**Goal:** Can you lay out the items below as a numbered list, leaving out any blank lines and running from the first line through the line holding "xmin=498 ymin=929 xmax=868 ymax=1144", inclusive?

**Data shown:**

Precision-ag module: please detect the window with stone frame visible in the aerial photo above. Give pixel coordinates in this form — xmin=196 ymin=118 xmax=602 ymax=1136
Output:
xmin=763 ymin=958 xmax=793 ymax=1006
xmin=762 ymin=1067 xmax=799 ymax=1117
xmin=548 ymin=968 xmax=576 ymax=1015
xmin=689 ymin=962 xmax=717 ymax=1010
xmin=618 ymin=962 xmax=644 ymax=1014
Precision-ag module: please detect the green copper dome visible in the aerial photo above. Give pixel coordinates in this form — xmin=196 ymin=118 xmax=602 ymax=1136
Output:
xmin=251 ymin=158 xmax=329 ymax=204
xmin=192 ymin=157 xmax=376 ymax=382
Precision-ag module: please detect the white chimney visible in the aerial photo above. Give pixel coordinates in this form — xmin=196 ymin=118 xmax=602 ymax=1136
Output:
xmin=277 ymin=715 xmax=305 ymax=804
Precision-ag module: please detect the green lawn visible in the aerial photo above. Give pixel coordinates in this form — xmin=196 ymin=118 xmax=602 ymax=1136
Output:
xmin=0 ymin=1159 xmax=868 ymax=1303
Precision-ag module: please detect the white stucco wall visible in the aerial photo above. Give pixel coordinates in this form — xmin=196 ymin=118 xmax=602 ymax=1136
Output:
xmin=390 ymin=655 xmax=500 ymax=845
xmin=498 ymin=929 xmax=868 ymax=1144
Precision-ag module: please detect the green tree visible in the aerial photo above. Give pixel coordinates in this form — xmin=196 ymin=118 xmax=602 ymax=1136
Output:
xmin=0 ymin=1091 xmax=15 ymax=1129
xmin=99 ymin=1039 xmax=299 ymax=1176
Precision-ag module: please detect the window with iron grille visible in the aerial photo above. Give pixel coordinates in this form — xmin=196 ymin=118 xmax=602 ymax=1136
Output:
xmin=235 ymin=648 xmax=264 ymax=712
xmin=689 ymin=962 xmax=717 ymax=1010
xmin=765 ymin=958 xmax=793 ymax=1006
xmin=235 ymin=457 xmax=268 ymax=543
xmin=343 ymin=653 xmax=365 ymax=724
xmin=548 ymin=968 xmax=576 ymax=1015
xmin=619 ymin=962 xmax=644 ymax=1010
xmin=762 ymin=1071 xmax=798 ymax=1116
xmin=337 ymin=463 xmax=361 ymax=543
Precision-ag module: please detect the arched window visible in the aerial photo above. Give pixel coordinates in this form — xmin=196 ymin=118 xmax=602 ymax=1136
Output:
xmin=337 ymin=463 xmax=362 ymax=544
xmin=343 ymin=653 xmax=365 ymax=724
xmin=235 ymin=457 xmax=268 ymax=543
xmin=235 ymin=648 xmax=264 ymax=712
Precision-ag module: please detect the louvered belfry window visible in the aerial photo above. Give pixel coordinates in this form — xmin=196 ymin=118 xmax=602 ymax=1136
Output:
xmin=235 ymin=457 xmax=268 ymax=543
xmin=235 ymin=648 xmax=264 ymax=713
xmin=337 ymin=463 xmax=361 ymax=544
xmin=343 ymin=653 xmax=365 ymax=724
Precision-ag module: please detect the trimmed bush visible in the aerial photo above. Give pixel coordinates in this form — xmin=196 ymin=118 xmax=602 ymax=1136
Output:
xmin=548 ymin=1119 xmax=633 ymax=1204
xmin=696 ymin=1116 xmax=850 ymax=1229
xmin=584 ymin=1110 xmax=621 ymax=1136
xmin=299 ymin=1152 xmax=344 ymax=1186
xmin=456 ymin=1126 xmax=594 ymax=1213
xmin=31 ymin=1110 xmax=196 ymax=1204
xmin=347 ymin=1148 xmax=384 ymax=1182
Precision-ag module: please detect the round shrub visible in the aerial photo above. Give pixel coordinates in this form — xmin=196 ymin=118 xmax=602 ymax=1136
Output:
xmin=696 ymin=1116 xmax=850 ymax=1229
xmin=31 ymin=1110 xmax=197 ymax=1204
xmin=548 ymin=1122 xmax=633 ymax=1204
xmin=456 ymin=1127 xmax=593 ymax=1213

**Problem solution:**
1. Precision-ag module: please detect the window with stone frame visible in the aerial photo above. Give pixel coordinates in this form — xmin=196 ymin=118 xmax=602 ymax=1136
2. Output:
3. xmin=763 ymin=958 xmax=793 ymax=1006
4. xmin=762 ymin=1067 xmax=799 ymax=1117
5. xmin=548 ymin=968 xmax=576 ymax=1015
6. xmin=689 ymin=962 xmax=717 ymax=1010
7. xmin=618 ymin=962 xmax=644 ymax=1014
8. Precision-ag module: please detect the green copper dome visible in the aerial photo above. Give pixel coordinates in this form — xmin=196 ymin=118 xmax=602 ymax=1136
9. Output:
10. xmin=251 ymin=158 xmax=329 ymax=204
11. xmin=192 ymin=157 xmax=376 ymax=382
12. Precision-ag module: please detect the white chimney visible in the aerial photo above. Give pixel coordinates in this form — xmin=196 ymin=118 xmax=602 ymax=1136
13. Output:
14. xmin=277 ymin=715 xmax=305 ymax=804
15. Precision-ag module: please detect the green lawn visible in the aerial photo above. Give pixel coordinates in this form — xmin=196 ymin=118 xmax=602 ymax=1136
16. Output:
17. xmin=0 ymin=1159 xmax=868 ymax=1303
18. Precision-ag module: please detect the white stucco wall visible in the aerial photo above. Give pixel coordinates in this form — xmin=196 ymin=118 xmax=602 ymax=1136
19. Output:
20. xmin=390 ymin=655 xmax=500 ymax=845
21. xmin=498 ymin=929 xmax=868 ymax=1144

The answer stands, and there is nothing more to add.